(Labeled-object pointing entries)
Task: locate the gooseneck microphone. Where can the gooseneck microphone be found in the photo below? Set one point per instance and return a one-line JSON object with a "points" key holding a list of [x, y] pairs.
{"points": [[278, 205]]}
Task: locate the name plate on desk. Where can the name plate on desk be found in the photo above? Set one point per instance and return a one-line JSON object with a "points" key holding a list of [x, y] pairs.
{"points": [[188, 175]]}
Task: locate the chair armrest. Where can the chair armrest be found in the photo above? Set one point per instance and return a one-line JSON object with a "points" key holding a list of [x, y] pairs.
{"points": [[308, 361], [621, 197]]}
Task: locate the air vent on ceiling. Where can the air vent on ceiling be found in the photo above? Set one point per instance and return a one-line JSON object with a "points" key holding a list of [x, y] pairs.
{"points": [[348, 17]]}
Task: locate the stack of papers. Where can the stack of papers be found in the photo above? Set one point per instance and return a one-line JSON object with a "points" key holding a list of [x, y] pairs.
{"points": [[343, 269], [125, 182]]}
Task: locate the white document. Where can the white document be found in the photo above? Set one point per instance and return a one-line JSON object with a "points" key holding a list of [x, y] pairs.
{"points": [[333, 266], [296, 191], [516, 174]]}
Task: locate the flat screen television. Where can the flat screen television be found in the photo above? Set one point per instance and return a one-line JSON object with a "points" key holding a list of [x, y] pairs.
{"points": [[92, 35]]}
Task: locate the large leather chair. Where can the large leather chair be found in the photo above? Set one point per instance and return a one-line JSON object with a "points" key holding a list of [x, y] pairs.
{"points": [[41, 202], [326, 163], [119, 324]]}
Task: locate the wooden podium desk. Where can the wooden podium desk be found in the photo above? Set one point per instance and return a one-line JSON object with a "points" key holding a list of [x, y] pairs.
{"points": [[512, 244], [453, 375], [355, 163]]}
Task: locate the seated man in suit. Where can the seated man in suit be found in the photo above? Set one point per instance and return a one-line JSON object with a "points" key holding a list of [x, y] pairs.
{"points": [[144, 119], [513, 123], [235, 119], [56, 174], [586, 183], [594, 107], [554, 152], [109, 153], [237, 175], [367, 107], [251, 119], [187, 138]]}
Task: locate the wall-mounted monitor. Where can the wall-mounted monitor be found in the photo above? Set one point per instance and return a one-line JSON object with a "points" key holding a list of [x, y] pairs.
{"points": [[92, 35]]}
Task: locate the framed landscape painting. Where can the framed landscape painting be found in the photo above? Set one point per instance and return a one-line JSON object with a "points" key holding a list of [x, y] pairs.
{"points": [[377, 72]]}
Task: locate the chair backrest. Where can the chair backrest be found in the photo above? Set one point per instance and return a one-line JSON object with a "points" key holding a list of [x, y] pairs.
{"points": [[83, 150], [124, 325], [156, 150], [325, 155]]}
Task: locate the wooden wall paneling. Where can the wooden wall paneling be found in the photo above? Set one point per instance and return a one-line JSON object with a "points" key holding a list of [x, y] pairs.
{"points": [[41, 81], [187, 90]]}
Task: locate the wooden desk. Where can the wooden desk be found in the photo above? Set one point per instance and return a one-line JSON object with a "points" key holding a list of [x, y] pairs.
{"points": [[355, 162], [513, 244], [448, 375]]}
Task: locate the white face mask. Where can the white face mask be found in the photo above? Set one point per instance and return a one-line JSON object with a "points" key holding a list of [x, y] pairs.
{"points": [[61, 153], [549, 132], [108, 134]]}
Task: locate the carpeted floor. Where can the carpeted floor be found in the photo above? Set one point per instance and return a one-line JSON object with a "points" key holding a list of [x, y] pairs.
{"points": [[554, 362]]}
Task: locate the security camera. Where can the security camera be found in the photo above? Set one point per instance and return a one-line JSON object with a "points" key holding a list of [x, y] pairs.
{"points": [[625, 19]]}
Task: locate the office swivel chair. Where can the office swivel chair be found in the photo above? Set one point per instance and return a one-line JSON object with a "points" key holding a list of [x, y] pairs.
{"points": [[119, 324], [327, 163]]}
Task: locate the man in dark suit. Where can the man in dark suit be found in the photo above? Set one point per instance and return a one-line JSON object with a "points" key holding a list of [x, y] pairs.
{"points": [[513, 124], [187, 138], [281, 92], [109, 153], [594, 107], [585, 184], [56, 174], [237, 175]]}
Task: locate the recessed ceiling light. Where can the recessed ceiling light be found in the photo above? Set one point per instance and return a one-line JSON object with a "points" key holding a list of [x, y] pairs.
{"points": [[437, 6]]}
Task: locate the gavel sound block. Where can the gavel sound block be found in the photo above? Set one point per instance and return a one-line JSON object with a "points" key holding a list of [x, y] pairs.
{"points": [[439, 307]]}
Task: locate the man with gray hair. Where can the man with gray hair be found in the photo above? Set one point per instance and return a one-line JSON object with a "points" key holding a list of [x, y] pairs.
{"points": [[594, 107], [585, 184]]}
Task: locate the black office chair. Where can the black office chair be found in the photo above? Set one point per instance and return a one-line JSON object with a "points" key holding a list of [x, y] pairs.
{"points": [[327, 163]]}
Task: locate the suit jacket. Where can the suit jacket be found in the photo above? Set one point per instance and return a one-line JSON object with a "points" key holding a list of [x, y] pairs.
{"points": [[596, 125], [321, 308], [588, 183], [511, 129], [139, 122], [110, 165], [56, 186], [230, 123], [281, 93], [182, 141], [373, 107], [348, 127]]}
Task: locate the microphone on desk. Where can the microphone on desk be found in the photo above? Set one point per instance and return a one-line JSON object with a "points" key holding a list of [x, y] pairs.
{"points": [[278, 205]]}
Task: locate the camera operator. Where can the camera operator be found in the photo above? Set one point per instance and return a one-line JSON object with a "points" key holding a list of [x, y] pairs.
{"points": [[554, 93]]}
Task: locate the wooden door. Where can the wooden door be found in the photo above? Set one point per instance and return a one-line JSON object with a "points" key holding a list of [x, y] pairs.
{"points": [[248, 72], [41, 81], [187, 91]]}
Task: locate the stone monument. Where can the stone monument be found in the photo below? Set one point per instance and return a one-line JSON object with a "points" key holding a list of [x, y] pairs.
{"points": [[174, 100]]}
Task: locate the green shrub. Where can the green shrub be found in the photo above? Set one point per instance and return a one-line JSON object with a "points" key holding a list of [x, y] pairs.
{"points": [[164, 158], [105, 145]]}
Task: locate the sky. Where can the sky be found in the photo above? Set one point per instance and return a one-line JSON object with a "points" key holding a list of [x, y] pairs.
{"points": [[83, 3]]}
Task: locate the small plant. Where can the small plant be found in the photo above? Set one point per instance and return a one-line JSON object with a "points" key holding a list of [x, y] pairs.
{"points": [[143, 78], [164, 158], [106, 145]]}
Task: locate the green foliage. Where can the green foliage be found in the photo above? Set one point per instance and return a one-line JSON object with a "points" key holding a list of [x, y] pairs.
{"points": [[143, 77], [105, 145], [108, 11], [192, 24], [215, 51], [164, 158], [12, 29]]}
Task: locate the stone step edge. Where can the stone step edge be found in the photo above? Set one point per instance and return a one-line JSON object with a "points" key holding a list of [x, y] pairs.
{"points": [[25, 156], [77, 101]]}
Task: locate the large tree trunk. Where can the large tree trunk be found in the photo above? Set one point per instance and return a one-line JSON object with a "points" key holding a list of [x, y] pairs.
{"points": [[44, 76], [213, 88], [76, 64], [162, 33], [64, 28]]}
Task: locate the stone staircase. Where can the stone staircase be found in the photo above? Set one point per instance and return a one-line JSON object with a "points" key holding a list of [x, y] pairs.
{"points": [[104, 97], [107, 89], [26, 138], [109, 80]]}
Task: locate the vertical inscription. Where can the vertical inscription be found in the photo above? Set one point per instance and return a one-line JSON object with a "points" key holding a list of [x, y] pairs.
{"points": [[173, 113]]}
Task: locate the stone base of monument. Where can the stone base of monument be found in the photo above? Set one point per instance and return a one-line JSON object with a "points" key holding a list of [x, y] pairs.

→ The exercise:
Provide all the records again, word for word.

→ The reply:
Task: locate the gooseneck microphone. Where can the gooseneck microphone be found in the photo below? Set one point per instance and return a one-line JSON object with a "points" key holding a list of [x, y] pairs.
{"points": [[278, 205]]}
Task: locate the name plate on desk. Where can the name plate on desk be found in the photo above? Set one point per instance and return a one-line JSON object with a "points" key holding a list of [x, y] pairs.
{"points": [[188, 175]]}
Task: locate the chair armrest. Where can the chair armrest be found in the photo above? Set one point per instance and return a one-line JSON object with a "points" key holding a list of [x, y] pairs.
{"points": [[308, 361], [621, 197]]}
Task: locate the air vent on ceiling. Where can the air vent on ceiling be found in the photo above? Set one point per instance and return a one-line JSON object with a "points" key holding a list of [x, y] pairs.
{"points": [[348, 17]]}
Task: locate the stack of papers. Where can the stack of papers be found in the photo above? Set one point per instance and return a one-line JSON object with a "points" key holding a list of [x, y] pairs.
{"points": [[343, 269], [125, 182]]}
Task: locate the white document. Where can the white document be found in the photo above? Set one point per instance and return a one-line JSON object with a "points" key holding a list of [x, y] pairs.
{"points": [[333, 266], [296, 191], [516, 174]]}
Task: locate the flat screen television. Where can the flat screen television be found in the photo above? Set one point per instance and return a one-line JSON object with a "points" key holding a list of [x, y] pairs.
{"points": [[92, 35]]}
Task: locate the large leather chair. Where can the large leather chair be found in the photo above? Set one point per instance and return a one-line JSON object with a "points" key holding a list of [x, y] pairs.
{"points": [[41, 202], [326, 163], [119, 324]]}
Task: locate the wooden podium desk. Where can the wooden podium desk be found in the photo above? Set one point per instance and return a one-line JSON object with a "points" key holding a list of [x, y] pairs.
{"points": [[512, 244], [453, 375], [355, 163]]}
Task: locate the seated man in suit. Where can the seated man in suit be found in the photo above? Set one point per instance and return a one-line JSON object with a "points" key holding a list of [x, y] pairs.
{"points": [[144, 119], [513, 123], [235, 119], [56, 174], [586, 183], [594, 107], [554, 152], [109, 153], [237, 175], [367, 107], [251, 119], [187, 138]]}
Task: locate the wall-mounted monitor. Where can the wall-mounted monitor be found in the photo above? Set one point per instance and return a one-line JSON object with a "points" key holding a list of [x, y] pairs.
{"points": [[92, 35]]}
Task: locate the framed landscape painting. Where can the framed landscape painting be found in the photo above? Set one point per instance and return a one-line JSON object with a "points" key holding a list of [x, y] pairs.
{"points": [[377, 72]]}
Task: locate the chair backrest. Where can the chair backrest be found in the photo above? Set one point per instance and return a one-line JSON object with a "points" key holding a list of [x, y] pairs.
{"points": [[83, 150], [124, 325], [156, 150], [325, 155]]}
Task: locate the wooden wall paneling. Where can the wooden wall paneling be found in the photo above? Set one point per instance and return a one-line JSON object with a "points" key holding a list of [x, y] pairs.
{"points": [[41, 81], [187, 90]]}
Task: locate the wooden desk. Where can the wooden desk be found in the photo above? Set one point per instance and return a one-line JSON object with a "points" key holding a list of [x, y] pairs.
{"points": [[355, 162], [513, 244], [448, 375]]}
Task: locate the white face mask. Where can the white face mask be found in the photo above? Set one point per instance and return a one-line JSON object with a "points" key holding a list of [x, y] pairs.
{"points": [[61, 153], [549, 132], [108, 134]]}
Task: locate the carpeted floor. Where can the carpeted floor be found in the photo above? Set one point per instance and return a one-line JSON object with a "points" key holding a list of [x, y] pairs.
{"points": [[554, 362]]}
Task: locate the security camera. Where can the security camera be found in the photo above? Set one point per instance and return a one-line JSON object with a "points" key holding a list of [x, y] pairs.
{"points": [[625, 19]]}
Task: locate the office swivel chair. Where can the office swivel chair be found in the photo above? Set one point per instance and return a one-line JSON object with a "points" key holding a list of [x, y] pairs.
{"points": [[119, 324], [327, 163]]}
Task: locate the man in dark suit. Where can the man in dark suit be found in the photo above? Set one point per instance and return a one-line JSON object with a "points" key holding a list of [x, y] pairs.
{"points": [[513, 124], [187, 138], [281, 92], [109, 153], [594, 107], [585, 184], [56, 174], [237, 175]]}
Task: locate the recessed ceiling light. Where can the recessed ceiling light be found in the photo above? Set one point per instance and return a one-line JSON object with a "points" key holding a list of [x, y] pairs.
{"points": [[437, 6]]}
Task: locate the gavel sound block. Where can the gavel sound block be found in the photo above? Set one point per instance and return a one-line JSON object with a "points" key holding a list of [x, y] pairs.
{"points": [[439, 307]]}
Task: locate the man with gray hair. Where can the man with gray hair be found in the photo above? Set one point per instance and return a one-line JSON object with a "points" key holding a list of [x, y] pairs.
{"points": [[594, 107], [585, 184]]}
Task: locate the black office chair. Where can the black office chair be found in the photo above? Set one point per instance and return a one-line JSON object with a "points" key holding a list of [x, y] pairs.
{"points": [[327, 163]]}
Task: locate the suit jacket. Where can the suit jacket be found in the photo above? Set one point per instance and return a one-line JSON object with a "points" key holding a list of [x, y] pairs.
{"points": [[596, 125], [321, 308], [588, 183], [511, 129], [139, 122], [110, 165], [56, 186], [230, 123], [281, 93], [182, 141], [373, 107], [348, 127]]}
Task: locate the microphone on desk. Where can the microphone on desk be found in the photo above? Set one point per instance and return a one-line JSON object with a "points" key holding a list of [x, y] pairs.
{"points": [[278, 205]]}
Task: locate the camera operator. Where can the camera operator be found in the photo above? Set one point per instance and return a one-line JSON object with a "points" key holding a list of [x, y] pairs.
{"points": [[554, 93]]}
Task: locate the wooden door. Where can the wooden door be found in the photo above? Set one point per instance and return a one-line JSON object with a "points" key holding a list of [x, y] pairs.
{"points": [[248, 72], [41, 81], [187, 91]]}
Task: locate the stone monument. Where can the stone monument be found in the photo below? Set one point per instance and return a one-line JSON object with a "points" key holding a list of [x, y] pairs.
{"points": [[174, 100]]}
Task: locate the green shrub. Where can the green shrub be found in the photo above? Set one point per instance and return a one-line JSON object with a "points" key holding a list of [x, y] pairs.
{"points": [[164, 158], [105, 145]]}
Task: locate the sky. Where can the sky be found in the photo above? Set one point per instance and return a one-line JSON object with a "points" key holding a list of [x, y] pairs.
{"points": [[83, 3]]}
Task: locate the small plant. Where can the small plant be found in the photo above? Set one point per instance and return a one-line JSON object with a "points" key holding a list of [x, y] pairs.
{"points": [[143, 78], [164, 158], [106, 145]]}
Task: locate the green foliage. Where can the green foliage be found in the photo above? Set one point per instance and return a one-line JSON object with a "points" key holding a list of [x, y] pairs.
{"points": [[143, 77], [105, 145], [108, 11], [192, 24], [215, 51], [164, 158], [12, 29]]}
Task: locate the stone step edge. Where can the stone step edge be found in the photo above? Set one point per instance and return a one-line JSON object with a "points" key holding a list of [x, y] pairs.
{"points": [[25, 156], [77, 101]]}
Task: locate the large tree trunk. Where can the large tree trunk be found in the photo above? Set one point per instance and return a one-line JSON object with a "points" key holding a list of [x, y] pairs.
{"points": [[44, 76], [213, 88], [76, 64], [162, 33], [64, 28]]}
Task: locate the stone staircase. Where can the stone staircase be found in the photo above? Set one point per instance and return a one-line JSON object with a "points" key holding a list of [x, y] pairs.
{"points": [[104, 97], [107, 89], [26, 138], [109, 80]]}
Task: locate the vertical inscription. Where can the vertical inscription be found in the photo above? Set one point per instance and return a one-line JSON object with a "points" key holding a list of [x, y] pairs.
{"points": [[173, 113]]}
Task: locate the stone base of monument. Where can the stone base of monument be found in the photo above? Set one point per instance and return a one-line JSON object with a "points" key holding a list of [x, y] pairs.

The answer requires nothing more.